◆ Work order: In the records below, find the line with "Query: bridge truss span" and the line with "Query: grassy bank"; return exactly those lines and every line between them.

[Entries supplied — start]

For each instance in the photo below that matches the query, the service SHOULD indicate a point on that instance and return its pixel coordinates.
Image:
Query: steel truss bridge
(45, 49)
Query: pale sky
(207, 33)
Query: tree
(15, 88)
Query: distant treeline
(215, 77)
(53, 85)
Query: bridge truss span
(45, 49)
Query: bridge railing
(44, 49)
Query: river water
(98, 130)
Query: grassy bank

[Entries supplied — finish]
[Entries supplied — start]

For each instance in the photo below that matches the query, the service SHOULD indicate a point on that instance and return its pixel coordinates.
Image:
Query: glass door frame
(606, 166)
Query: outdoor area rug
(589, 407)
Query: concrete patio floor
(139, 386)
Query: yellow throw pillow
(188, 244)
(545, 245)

[Entries supplied — finish]
[Entries supplied — start]

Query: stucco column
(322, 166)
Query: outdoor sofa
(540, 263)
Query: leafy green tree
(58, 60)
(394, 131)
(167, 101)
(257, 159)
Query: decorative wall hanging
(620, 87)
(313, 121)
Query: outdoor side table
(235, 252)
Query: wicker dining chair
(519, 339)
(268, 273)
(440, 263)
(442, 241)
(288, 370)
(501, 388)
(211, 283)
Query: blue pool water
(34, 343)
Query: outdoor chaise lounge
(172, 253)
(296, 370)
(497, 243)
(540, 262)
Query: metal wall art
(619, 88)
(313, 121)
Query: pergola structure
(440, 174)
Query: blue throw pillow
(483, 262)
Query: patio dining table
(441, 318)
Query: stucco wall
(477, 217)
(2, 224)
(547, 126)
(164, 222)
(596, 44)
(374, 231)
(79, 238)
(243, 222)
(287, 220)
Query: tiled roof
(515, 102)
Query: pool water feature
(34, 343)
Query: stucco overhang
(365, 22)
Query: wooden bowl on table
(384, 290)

[Entries supplied — finish]

◆ Task solution:
Query: bridge truss span
(45, 49)
Query: bridge railing
(44, 49)
Query: river water
(98, 130)
Query: grassy bank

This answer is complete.